Document section =
== Segment start ==
I want to be fair here. Despite its title, I don’t think this book was written with an audience of psychiatrists in mind. It derives from the psychiatrist-author’s Ph.D. thesis in feminist cultural studies. It displays his broad reading and his narrow language form, which is typical of this genre of theorists. I am not an expert in this area. When I read his declaration that 40% of people on Prozac have impotence as a side effect, however, I wondered how many of his other facts were wrong.
Metzl describes the far-reaching paradigm shift in psychiatry from the predominance of psychoanalytic to biological assumptions. He argues that during the 1950s golden era of psychoanalysis in the United States, the predominant thinking about women and minorities was fundamentally wrong. The analysts’ ability to describe, but not relieve, suffering set the stage for the new assumptions that mental suffering is attributable solely to neurochemical difficulties. This, too, is in error, he says, because mental disorders are embedded in social, political, and historical forces.
== Segment end ==
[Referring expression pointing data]
== Segment start ==
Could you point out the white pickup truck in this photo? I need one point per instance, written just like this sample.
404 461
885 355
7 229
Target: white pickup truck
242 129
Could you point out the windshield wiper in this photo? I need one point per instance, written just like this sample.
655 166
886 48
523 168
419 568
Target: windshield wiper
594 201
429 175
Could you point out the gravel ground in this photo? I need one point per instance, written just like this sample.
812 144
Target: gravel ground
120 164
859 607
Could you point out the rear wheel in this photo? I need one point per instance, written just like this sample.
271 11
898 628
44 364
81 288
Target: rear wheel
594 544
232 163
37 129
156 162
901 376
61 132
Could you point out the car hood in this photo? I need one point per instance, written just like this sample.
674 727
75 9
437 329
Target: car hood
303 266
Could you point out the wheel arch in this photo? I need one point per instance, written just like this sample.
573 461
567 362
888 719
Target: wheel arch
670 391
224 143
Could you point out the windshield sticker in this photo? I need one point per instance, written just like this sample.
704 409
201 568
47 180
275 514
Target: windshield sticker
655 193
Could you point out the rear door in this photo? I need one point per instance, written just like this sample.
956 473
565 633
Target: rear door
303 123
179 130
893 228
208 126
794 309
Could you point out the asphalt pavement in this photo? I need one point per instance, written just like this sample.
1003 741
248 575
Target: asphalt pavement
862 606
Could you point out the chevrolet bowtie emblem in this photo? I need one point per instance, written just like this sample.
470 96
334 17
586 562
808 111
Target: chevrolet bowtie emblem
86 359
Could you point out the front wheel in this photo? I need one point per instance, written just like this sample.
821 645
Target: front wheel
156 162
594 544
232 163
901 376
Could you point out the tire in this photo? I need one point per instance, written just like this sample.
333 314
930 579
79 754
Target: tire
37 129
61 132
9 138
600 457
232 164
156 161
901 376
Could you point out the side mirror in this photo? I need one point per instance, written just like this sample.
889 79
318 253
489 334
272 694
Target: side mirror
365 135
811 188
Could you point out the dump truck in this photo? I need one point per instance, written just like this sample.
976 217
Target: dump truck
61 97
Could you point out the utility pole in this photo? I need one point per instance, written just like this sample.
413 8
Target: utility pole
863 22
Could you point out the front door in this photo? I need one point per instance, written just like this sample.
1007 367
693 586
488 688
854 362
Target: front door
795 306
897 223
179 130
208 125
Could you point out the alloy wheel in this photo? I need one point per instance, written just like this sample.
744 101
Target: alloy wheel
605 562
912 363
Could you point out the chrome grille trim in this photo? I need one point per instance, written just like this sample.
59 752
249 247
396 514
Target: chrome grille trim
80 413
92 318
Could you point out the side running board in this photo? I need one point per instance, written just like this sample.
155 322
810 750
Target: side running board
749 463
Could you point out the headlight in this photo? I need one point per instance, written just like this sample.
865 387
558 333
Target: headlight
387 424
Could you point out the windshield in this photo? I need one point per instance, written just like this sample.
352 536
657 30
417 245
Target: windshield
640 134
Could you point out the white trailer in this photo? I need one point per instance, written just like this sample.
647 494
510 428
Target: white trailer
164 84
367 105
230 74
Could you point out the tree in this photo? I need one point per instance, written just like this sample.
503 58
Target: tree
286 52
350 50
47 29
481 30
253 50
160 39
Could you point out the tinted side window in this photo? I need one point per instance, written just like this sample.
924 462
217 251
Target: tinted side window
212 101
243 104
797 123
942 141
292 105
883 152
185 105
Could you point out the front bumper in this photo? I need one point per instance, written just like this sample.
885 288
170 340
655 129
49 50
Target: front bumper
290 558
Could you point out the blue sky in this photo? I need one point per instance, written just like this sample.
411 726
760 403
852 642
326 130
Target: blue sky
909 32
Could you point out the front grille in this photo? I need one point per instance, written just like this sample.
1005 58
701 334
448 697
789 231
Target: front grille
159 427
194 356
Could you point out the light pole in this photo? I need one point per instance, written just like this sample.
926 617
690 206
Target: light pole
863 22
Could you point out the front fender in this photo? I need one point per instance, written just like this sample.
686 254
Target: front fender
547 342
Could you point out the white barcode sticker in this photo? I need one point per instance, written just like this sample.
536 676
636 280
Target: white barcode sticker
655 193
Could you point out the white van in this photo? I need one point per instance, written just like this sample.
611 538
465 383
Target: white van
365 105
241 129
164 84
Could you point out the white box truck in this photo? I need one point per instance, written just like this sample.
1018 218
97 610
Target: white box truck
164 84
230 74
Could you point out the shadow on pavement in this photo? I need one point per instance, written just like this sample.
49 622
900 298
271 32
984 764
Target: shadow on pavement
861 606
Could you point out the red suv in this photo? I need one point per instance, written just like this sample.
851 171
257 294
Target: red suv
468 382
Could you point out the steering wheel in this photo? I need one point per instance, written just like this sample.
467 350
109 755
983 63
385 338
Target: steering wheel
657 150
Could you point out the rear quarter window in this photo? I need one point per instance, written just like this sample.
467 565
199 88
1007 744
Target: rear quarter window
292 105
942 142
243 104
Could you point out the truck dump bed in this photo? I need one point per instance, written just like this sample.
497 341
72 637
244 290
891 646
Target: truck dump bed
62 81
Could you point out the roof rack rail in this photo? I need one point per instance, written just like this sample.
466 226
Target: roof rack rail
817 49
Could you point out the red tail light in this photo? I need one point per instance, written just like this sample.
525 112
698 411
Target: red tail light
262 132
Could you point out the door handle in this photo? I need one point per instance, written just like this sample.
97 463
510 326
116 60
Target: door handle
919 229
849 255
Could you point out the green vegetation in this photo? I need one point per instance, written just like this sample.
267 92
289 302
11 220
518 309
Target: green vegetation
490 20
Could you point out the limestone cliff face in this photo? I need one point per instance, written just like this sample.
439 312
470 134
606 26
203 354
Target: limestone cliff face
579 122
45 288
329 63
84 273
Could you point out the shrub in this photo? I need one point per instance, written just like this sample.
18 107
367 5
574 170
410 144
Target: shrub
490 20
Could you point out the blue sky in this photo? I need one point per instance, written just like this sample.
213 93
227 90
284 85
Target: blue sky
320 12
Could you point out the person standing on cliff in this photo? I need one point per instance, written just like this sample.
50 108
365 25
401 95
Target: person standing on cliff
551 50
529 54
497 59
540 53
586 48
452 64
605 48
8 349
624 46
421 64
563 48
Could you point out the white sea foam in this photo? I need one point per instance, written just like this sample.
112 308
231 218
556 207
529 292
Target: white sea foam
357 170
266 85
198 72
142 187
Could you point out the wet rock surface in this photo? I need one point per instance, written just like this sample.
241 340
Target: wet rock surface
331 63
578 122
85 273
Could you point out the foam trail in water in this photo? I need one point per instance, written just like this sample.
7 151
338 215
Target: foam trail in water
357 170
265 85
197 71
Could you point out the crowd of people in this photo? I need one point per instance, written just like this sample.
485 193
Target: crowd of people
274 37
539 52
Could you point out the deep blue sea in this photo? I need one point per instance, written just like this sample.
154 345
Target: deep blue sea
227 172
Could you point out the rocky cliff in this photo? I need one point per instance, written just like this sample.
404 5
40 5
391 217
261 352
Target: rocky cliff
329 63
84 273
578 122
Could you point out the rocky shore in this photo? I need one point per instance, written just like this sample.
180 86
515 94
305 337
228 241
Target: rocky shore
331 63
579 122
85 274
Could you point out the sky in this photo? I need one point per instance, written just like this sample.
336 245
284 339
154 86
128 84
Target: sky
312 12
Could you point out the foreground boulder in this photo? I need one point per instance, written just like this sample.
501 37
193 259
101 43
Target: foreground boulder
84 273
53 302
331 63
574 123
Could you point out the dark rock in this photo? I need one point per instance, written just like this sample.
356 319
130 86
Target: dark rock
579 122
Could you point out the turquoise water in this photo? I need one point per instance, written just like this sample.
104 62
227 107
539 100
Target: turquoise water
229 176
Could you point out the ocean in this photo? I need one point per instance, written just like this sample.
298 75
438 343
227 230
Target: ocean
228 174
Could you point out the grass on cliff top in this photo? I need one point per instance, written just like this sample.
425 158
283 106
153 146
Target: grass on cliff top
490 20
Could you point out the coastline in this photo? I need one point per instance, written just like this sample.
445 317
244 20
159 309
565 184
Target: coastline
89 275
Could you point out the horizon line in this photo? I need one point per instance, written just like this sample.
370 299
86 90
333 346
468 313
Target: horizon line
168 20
== Segment end ==
Directions =
a) Quote the passage of the review of Metzl's book starting at "Metzl describes the" and ending at "and historical forces.".
b) Continue the review of Metzl's book from the point where it stops.
These records were taken from a different source than the text.

Answers provided =
a)
Metzl describes the far-reaching paradigm shift in psychiatry from the predominance of psychoanalytic to biological assumptions. He argues that during the 1950s golden era of psychoanalysis in the United States, the predominant thinking about women and minorities was fundamentally wrong. The analysts’ ability to describe, but not relieve, suffering set the stage for the new assumptions that mental suffering is attributable solely to neurochemical difficulties. This, too, is in error, he says, because mental disorders are embedded in social, political, and historical forces.

b)
Metzl offers a “psychoanalysis” of meprobamate, diazepam, and fluoxetine. He synthesizes drug marketing efforts, declarations of psychiatric ideologues, psychiatrists writing for lay publications, and journalistic pieces about psychiatry. He finds that during the psychoanalytic era there were dramatic, recurrent representations of a female patient and a male psychiatrist. He asserts that each of the psychotropic wonder drugs in its own era promised to help women to find a life mate, become better lovers, or restore their maternal nurturance and thereby restore men to their rightful effectiveness in the family. He concludes that traditional patriarchal gender hierarchies have inconspicuously reappeared within biological psychiatry and that the new paradigm, ironically, is as antifeminist as the previous one.
His analysis of advertisements, which is quite illuminating, is selective rather than quantitative or systematic. He gives no consideration to advertisements that promise to help men and finds parallels between Oedipal dynamics of individuals and society. He seems relatively unaware of the limitations of his ideas and methods. The audience for this book might be interested in an empirical study that found equal numbers of men and women represented in the psychiatric advertisements of 1981 and differing gender trends in 2001 for the
American Journal of Psychiatry and the
British Journal of Psychiatry (1).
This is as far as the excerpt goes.